▸ Records provided

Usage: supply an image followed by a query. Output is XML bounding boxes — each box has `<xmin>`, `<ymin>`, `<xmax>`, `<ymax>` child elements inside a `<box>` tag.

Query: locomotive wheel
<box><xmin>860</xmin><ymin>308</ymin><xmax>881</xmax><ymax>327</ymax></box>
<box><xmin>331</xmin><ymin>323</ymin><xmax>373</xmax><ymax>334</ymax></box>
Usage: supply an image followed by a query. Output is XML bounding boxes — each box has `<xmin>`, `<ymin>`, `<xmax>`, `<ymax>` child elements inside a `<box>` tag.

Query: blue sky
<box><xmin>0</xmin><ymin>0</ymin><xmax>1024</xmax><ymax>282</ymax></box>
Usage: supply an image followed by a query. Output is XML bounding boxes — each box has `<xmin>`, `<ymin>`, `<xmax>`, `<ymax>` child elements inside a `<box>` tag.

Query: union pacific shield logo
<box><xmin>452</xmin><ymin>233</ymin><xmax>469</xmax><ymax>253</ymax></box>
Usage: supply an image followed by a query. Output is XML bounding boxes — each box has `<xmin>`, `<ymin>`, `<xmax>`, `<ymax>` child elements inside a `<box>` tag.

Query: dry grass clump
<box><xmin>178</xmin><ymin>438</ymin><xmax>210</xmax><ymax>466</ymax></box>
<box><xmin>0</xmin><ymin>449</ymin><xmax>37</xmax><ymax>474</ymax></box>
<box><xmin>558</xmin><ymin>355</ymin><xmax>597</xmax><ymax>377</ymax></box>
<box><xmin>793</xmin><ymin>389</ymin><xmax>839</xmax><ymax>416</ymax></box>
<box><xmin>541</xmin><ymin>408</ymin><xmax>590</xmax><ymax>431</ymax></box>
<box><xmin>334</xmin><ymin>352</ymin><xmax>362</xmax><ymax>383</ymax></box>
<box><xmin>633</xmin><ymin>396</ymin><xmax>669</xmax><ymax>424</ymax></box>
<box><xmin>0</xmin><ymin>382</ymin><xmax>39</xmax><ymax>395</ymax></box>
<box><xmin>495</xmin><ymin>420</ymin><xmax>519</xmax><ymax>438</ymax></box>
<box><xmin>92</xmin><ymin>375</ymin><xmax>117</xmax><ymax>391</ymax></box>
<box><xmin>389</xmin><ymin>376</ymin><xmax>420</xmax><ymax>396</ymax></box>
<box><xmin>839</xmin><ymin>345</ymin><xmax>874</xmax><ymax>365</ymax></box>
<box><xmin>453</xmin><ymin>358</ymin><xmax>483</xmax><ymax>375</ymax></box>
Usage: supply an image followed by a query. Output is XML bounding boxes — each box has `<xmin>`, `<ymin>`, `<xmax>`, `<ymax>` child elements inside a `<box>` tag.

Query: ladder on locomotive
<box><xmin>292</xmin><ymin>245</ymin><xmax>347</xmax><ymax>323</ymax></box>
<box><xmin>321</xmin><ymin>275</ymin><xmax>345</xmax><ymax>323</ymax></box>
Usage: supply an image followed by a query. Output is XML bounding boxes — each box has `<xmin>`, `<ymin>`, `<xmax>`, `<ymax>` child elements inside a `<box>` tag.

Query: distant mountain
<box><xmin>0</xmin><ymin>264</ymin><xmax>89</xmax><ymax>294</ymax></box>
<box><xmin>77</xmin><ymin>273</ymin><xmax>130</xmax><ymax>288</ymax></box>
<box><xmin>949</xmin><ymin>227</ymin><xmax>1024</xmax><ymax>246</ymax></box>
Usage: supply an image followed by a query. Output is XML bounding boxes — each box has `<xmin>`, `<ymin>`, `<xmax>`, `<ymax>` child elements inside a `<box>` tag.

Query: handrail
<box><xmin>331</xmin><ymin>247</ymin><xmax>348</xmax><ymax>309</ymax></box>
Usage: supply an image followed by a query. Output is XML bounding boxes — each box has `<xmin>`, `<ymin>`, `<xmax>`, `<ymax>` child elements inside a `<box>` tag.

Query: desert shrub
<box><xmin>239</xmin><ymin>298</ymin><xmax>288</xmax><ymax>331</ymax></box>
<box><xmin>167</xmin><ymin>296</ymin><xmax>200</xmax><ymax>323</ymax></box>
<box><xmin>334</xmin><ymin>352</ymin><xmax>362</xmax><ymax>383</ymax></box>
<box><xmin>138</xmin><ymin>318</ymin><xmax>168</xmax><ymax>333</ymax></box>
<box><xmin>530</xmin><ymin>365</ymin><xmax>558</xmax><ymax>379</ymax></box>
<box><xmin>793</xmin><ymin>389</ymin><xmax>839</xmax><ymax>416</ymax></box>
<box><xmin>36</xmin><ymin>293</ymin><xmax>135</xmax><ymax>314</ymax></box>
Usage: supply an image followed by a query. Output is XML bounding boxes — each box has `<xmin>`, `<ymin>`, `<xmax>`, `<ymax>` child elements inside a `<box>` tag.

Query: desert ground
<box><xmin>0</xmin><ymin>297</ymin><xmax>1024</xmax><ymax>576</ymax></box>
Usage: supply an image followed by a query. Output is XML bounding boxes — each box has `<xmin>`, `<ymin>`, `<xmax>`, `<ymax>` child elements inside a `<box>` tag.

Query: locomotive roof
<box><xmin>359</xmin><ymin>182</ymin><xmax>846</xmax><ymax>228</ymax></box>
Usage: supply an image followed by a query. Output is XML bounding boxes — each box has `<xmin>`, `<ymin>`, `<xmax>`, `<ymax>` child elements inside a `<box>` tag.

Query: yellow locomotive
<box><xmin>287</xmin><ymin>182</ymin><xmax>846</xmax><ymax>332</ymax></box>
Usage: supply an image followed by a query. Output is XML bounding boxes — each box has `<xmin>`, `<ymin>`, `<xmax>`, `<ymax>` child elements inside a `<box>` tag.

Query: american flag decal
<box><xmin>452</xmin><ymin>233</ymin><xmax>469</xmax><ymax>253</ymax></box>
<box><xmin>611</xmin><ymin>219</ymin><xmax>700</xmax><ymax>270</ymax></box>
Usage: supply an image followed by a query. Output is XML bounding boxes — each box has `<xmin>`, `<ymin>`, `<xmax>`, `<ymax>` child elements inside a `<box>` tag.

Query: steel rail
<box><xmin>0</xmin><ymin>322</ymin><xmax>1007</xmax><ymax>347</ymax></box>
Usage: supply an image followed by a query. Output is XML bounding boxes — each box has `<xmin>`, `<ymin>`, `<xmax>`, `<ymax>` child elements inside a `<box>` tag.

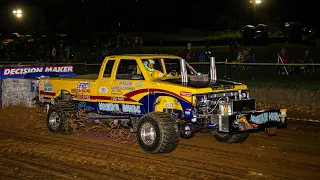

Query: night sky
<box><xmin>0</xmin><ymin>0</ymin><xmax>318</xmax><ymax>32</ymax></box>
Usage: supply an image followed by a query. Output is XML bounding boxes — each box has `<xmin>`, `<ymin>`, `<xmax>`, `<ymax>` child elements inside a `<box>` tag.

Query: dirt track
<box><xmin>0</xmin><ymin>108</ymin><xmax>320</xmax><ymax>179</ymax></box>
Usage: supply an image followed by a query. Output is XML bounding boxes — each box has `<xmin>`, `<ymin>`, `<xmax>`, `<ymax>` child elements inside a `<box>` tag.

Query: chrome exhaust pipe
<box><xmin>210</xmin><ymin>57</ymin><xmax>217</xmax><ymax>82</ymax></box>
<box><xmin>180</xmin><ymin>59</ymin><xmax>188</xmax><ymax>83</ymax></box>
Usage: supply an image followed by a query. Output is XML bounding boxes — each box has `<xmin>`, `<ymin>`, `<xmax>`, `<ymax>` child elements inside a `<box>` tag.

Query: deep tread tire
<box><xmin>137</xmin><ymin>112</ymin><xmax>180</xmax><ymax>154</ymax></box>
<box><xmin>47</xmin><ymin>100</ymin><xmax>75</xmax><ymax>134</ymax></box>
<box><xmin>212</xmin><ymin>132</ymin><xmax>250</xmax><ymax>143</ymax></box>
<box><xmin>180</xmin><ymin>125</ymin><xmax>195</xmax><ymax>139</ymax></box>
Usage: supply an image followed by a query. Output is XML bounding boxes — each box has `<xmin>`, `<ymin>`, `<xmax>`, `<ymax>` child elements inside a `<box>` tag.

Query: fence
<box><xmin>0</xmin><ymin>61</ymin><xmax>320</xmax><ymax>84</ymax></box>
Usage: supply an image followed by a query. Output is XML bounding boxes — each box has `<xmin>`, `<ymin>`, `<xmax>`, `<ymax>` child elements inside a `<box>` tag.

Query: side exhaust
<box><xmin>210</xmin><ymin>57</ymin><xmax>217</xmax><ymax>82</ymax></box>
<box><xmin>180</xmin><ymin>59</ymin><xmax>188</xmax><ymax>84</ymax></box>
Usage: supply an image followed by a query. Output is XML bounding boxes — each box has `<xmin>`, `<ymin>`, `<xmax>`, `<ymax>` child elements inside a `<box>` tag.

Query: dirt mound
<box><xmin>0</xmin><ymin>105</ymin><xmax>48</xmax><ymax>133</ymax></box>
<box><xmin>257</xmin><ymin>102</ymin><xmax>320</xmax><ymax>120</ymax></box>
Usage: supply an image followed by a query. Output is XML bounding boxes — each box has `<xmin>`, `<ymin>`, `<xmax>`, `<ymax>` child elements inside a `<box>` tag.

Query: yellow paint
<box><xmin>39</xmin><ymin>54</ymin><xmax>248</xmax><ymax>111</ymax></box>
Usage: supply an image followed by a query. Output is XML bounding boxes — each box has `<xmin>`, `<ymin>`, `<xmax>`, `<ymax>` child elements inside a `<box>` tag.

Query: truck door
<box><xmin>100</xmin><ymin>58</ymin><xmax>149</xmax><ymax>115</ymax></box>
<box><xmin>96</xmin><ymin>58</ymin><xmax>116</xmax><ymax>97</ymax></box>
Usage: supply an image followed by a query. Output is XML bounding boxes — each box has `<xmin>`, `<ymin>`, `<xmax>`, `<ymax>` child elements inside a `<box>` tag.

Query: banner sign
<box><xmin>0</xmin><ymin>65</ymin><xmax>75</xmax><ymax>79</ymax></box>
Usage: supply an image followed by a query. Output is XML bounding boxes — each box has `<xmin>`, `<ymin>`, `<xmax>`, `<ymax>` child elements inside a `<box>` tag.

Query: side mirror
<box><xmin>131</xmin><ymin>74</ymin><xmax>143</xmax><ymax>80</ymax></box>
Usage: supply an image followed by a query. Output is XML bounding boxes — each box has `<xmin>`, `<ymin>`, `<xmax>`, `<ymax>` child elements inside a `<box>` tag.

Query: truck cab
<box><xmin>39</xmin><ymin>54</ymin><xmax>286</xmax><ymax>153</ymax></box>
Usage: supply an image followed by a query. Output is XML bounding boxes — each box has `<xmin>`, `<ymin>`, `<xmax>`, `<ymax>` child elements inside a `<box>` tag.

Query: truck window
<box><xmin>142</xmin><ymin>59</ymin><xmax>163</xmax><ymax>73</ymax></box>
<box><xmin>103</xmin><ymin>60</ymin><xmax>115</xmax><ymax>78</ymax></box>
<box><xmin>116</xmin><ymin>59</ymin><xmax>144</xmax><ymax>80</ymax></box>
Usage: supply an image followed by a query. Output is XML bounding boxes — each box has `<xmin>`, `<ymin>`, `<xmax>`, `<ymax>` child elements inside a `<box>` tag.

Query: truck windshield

▸ Your task
Which lines in the records above contain the word "truck", with case counting? Copy each of those lines.

▸ Written solution
Query: truck door
Query: truck cab
Query: truck window
Query: truck windshield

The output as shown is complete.